DOCUMENT TEXT
━━━━━━

Constructive Ways to Talk About the Economy With Your Kids

As the weak economy continues, chances are good that you or someone your family knows will be affected. Naturally, you want to be able to able to answer any questions your child may have without adding to their worries. Try these suggestions for talking about the economy with your children.

General Guidelines for Talking About the Economy With Your Kids

1. Put materialism into perspective. Studies show that happiness is more about experiences than possessions. Your kids will be better off if they seek support from relationships and spiritual traditions rather than relying on shopping to make them feel good.

2. Encourage saving. Tight family budgets are also good for teaching the importance of saving. Show them how you maintain a rainy day fund and save in advance for vacations.

━━━━━━

DATA
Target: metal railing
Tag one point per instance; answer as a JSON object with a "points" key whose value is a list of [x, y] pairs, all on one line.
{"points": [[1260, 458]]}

━━━━━━

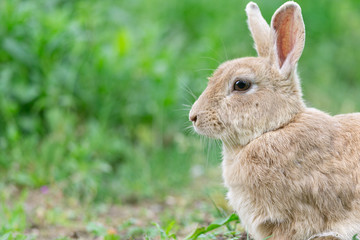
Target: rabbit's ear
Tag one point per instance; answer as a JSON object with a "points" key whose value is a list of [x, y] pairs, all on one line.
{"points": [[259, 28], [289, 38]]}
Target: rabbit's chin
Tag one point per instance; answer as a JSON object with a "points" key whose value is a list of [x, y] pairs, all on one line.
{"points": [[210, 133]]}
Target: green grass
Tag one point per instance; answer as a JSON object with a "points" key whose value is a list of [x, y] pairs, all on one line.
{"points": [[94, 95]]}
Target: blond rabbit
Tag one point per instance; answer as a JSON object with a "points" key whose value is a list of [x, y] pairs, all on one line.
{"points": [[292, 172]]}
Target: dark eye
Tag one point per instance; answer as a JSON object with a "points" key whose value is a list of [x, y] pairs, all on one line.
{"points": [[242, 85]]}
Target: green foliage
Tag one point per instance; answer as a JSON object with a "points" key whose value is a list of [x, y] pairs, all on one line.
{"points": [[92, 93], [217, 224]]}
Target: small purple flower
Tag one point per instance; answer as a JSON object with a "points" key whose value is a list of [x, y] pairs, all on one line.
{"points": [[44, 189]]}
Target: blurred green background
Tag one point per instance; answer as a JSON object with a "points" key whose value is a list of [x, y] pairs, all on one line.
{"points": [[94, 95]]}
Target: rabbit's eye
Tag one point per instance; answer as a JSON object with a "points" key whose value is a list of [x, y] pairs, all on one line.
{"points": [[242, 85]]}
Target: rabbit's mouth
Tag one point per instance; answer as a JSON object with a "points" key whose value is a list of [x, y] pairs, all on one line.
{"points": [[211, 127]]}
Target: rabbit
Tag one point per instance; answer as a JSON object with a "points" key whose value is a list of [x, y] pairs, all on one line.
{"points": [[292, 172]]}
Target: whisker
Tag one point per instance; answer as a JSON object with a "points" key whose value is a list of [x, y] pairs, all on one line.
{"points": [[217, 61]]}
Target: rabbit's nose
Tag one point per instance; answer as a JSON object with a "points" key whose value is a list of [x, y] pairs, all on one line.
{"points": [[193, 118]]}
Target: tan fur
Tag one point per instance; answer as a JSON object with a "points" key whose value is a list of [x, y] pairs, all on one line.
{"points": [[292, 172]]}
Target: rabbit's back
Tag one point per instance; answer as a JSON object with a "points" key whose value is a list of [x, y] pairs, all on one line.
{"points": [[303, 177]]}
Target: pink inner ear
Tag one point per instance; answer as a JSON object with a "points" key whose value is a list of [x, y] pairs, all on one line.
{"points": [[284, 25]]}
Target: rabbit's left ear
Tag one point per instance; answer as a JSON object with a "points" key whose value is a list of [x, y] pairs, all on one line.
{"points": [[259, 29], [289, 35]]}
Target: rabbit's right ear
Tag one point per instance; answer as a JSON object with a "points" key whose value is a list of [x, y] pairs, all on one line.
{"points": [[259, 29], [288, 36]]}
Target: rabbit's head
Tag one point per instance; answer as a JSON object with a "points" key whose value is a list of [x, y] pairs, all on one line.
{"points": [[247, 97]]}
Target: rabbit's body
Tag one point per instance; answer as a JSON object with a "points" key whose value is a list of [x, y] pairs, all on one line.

━━━━━━

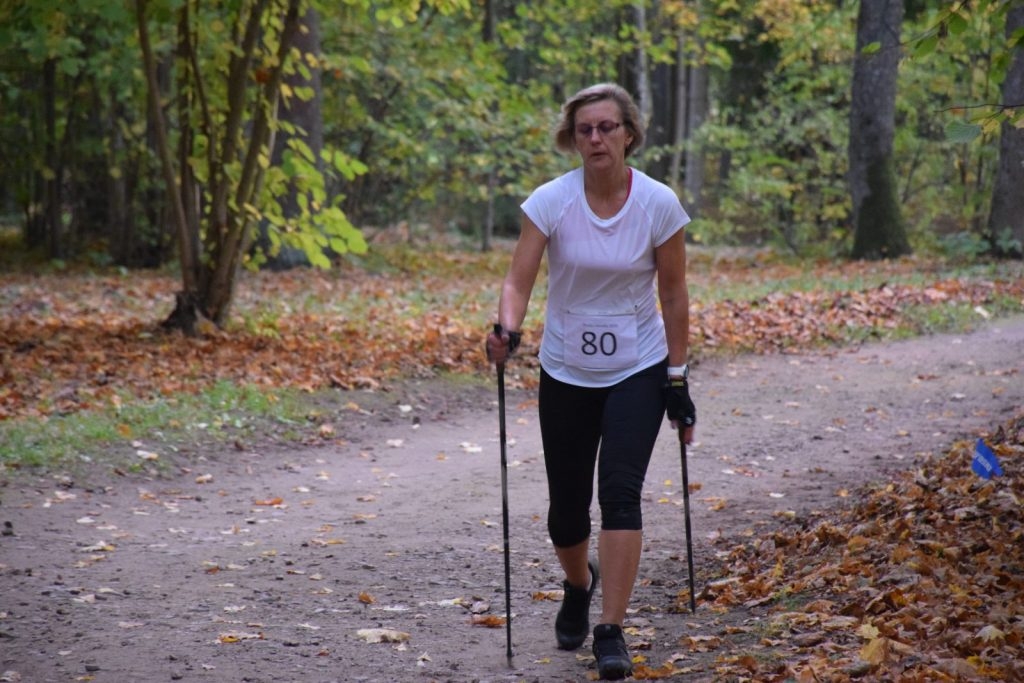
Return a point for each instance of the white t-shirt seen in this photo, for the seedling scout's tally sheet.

━━━━━━

INSTRUCTIONS FOR THE TASK
Can you copy the stretch from "2. Encourage saving." through "advance for vacations." from the text on talking with kids about the economy, without any changes?

CORRECT ANSWER
2. Encourage saving. Tight family budgets are also good for teaching the importance of saving. Show them how you maintain a rainy day fund and save in advance for vacations.